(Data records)
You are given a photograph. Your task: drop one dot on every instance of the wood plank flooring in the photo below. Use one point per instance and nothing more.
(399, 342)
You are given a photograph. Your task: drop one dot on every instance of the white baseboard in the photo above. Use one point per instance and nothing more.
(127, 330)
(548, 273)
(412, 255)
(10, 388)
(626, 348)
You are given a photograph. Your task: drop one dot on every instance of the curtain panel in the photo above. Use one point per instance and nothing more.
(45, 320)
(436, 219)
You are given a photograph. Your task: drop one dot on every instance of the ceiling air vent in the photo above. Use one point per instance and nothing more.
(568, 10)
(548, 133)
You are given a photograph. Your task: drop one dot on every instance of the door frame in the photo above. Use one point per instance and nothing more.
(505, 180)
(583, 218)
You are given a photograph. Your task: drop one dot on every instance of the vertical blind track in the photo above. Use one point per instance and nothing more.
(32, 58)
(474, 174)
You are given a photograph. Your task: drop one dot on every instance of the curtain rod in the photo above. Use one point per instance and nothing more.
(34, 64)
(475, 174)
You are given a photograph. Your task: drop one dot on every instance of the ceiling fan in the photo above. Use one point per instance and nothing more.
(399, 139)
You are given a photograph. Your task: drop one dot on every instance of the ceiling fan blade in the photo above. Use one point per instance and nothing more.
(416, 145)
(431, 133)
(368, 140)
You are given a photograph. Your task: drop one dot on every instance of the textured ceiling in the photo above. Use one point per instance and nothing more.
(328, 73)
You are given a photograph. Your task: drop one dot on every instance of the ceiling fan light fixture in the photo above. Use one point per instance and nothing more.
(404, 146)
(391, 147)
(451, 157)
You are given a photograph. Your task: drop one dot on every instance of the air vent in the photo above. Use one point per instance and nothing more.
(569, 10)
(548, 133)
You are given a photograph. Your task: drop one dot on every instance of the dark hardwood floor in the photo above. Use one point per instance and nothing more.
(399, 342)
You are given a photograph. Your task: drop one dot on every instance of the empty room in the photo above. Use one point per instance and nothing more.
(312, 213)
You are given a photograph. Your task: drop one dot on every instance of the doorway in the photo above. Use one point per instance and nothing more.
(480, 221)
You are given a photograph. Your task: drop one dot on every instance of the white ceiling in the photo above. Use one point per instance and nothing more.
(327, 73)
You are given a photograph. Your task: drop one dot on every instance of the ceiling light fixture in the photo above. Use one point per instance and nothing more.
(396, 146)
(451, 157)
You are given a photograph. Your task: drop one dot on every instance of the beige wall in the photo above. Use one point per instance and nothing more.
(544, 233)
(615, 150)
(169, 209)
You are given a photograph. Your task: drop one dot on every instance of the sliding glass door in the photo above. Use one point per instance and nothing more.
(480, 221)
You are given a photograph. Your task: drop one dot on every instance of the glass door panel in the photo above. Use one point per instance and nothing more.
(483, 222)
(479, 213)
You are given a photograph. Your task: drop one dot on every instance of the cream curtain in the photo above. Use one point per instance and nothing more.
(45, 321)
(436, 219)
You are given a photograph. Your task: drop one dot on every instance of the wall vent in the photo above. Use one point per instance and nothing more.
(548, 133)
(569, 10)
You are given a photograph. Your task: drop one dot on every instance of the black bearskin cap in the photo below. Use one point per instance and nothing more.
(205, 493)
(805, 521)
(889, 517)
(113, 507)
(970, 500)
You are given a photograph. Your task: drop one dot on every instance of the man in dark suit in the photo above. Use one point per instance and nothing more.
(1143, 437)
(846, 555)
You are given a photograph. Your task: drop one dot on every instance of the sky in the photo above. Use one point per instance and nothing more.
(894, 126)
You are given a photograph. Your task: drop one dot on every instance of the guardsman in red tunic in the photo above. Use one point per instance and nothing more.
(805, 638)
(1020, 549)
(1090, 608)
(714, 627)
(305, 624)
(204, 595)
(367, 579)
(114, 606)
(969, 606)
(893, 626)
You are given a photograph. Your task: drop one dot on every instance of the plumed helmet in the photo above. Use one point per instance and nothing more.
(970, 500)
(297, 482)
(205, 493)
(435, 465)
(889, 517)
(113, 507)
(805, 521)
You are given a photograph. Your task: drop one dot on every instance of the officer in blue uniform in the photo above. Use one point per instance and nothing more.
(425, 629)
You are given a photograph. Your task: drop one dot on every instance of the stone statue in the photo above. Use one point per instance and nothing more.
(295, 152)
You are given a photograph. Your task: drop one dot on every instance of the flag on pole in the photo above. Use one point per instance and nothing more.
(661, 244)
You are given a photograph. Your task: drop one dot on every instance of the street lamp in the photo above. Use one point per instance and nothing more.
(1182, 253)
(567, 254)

> _WHAT YOU NEED TO DO_
Each entry should be retyped exactly as given.

> _ANSWER SPACE_
You are given a photograph. Your task: drop one dot on every instance of the wood plank flooring in the photo below. Use one point per instance and nothing more.
(399, 342)
You are given a photograph. Your task: drop one dot on every instance of the white baseboard in the photo above. Use one point per instance and nothing more.
(127, 330)
(548, 273)
(412, 255)
(10, 388)
(626, 348)
You are given a photograph. Your task: drop one dot on every instance of the curtain panel in the photo above. Use one point per instance and nothing more.
(45, 320)
(436, 219)
You are given a photograph. Your task: drop one dot on every instance of the ceiling air vent in the photo above. Use one point per instance and nothing more.
(568, 10)
(548, 133)
You are given a photograph. Your task: drop one dot on every instance of the door frame in the photo above. Use one point per instance and nothing more.
(505, 180)
(583, 218)
You are given a photograph. Your task: drop one dot on every instance of the vertical blind track in the photo above. Use one point per instance and nothing more.
(32, 58)
(474, 174)
You are given a photograph. Your task: drop one dot on every instance of the curtain rod in the photo above. Use one point per instance and nothing more.
(34, 64)
(475, 174)
You are given a photograph. Your task: drop one dot on every instance of the ceiling fan in the photo above. Use one point per instance and nothing more.
(399, 139)
You are given a photograph. Your task: drop one dot on every instance of the ceiling fan blade in the photo above. Use one point per instance and nothing more.
(416, 145)
(431, 133)
(368, 140)
You are given a photograph. Your task: drop one dot on every instance of the textured ceiling in the photo above. Use one point per instance and nothing more.
(328, 73)
You are given a photograph. Your task: drop one dot on every instance of the ceiling fan light fixture in the photo above. Use one point per instance and nothing more.
(404, 146)
(391, 147)
(451, 157)
You are given a photograph. Your task: drop one dot on every instance of the air vent in the photo above. Use one point per instance and nothing more.
(569, 10)
(548, 133)
You are given a photograph. Your task: drop one dot on every instance of the dark hardwood floor in the photo above. Use one point per instance and nothing more.
(399, 342)
You are given a photograph. Your task: drop one dot on every instance of the empty room in the photo above. Use one point per instance and nothing more.
(312, 213)
You are given a photograph. Your task: drop one dot on every instance of the doorway in the photo above. Use one point per instance and nothing more.
(480, 221)
You are given a photograph. Your task: drop one dot on every instance of the white ceiling in the photo above. Use one point per instance and nothing more.
(327, 73)
You are given a photograph. Your task: drop one dot on every instance of the ceiling light fixture in the photo above. Use one point per instance and nothing more.
(396, 146)
(451, 157)
You are given a photograph. Your task: drop one dot on every instance of the beige wall in the photo above. Use one point per instance and nothing more.
(544, 233)
(615, 150)
(169, 209)
You are given a photograph. Your task: drop one dot on every instance of the sliding glass door in the photo above. Use one point per instance and nothing more.
(480, 221)
You are given a photograph. Your task: drop one dot on every instance of the glass door panel in the photo above. Use one point per instance and nothing more.
(483, 222)
(479, 213)
You are given a photograph. Your task: drop one dot on every instance of the cream curtain in the photo above. Use one point per instance and nothing more.
(45, 321)
(436, 219)
You are given a photograph. Your task: drop one dot on every instance of the wall vent in the photo above. Use one point per instance and nothing more.
(548, 133)
(569, 10)
You are given a photograph. Your task: drop one dot on every instance of the black bearskin cap in the photo below. Use one point per instance and nothing more.
(205, 493)
(805, 521)
(889, 517)
(113, 507)
(970, 500)
You are given a photograph. Your task: drop one dot on every instance of the man in dark suit in the photo above. Use one point per instance and nothing more.
(1143, 437)
(846, 555)
You are given a photograph. Your task: drop one dot on every instance of the sky in the photo above. Use one point per instance and nothing more.
(894, 126)
You are given a photograph. Your task: drop one dot on every instance of the guardsman in red tunic in the photo above. Use one point per instance and nothing more.
(805, 638)
(1020, 549)
(1090, 608)
(714, 627)
(305, 624)
(204, 595)
(367, 579)
(114, 606)
(969, 606)
(893, 626)
You are given a photograph. Your task: drop one dot on every instance of the plumed helmet in the photo above. Use one point per instance and nothing more.
(970, 500)
(297, 482)
(205, 493)
(435, 465)
(889, 517)
(113, 507)
(805, 521)
You are given a photograph. Your task: drop one dot on every instance of the officer in blue uniform in the photo above. Use one point per instance and nothing more.
(425, 629)
You are given a photograph. Your task: drop one dot on every instance of the stone statue in the photo above. Use one point per instance and nothing more.
(295, 152)
You are given a photograph. Your task: drop one dot on every instance of the flag on pole in the photo above. Use one point per instance and nothing more.
(661, 244)
You are given a photograph. Your task: drop one dot on every instance of the street lamp in the photo above. Use one point per instance and nothing more.
(1182, 253)
(567, 254)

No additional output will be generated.